**What you need to do:** Each line of the data holding "white" should be found and copied.

**Provided data:**

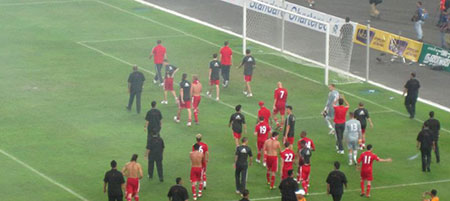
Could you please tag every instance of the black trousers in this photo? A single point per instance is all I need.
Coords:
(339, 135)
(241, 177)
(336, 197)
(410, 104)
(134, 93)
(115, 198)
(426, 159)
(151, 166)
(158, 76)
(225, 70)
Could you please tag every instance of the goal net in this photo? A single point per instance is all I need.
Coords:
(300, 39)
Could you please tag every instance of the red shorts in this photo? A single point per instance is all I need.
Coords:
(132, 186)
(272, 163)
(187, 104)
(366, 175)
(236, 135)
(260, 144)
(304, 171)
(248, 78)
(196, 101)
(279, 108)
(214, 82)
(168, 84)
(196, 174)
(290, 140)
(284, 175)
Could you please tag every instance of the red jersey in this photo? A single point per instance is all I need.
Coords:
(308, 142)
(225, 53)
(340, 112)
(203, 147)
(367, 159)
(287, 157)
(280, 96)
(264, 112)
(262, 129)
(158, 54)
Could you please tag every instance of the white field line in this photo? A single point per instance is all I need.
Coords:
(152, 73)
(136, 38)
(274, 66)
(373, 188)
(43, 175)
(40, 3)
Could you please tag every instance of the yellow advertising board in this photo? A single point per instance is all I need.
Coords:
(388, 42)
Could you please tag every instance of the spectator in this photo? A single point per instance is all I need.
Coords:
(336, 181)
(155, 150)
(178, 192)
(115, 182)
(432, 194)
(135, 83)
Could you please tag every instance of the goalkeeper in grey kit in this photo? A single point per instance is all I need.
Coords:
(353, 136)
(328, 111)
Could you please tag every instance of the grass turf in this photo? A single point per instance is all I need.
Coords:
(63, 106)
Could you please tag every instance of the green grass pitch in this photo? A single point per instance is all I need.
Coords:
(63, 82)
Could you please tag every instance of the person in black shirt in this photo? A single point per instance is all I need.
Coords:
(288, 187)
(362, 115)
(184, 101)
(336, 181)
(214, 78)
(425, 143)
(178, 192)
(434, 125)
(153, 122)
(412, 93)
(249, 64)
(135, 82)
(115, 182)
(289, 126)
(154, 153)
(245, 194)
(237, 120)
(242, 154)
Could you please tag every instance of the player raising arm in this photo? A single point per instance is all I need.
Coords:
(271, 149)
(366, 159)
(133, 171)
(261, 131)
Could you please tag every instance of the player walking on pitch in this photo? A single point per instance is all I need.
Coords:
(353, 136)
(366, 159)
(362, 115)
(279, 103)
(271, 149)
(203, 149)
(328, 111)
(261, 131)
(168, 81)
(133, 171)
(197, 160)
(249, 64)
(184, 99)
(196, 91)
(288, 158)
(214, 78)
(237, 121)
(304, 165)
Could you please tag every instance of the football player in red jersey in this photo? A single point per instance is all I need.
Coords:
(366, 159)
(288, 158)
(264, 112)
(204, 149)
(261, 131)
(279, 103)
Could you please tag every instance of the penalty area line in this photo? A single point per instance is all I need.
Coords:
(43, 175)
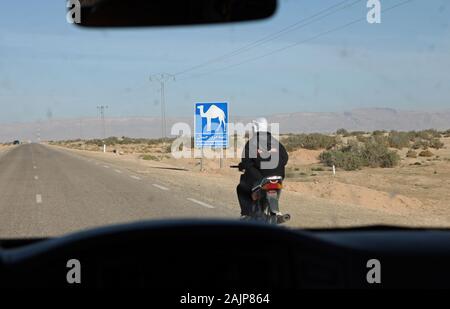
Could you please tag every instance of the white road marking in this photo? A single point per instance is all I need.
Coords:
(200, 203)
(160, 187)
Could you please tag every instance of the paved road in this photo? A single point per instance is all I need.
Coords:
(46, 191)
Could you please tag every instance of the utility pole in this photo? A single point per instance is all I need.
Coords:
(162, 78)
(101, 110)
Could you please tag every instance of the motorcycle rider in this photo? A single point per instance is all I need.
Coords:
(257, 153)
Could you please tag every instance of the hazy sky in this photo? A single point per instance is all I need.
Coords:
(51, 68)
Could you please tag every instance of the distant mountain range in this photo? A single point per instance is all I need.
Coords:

**Answer section:**
Could you please tag every instance of the white field line in this photo? A single point per instance is all I need.
Could you please tag every instance of the white road marking in this photo? A single point per instance is all I need.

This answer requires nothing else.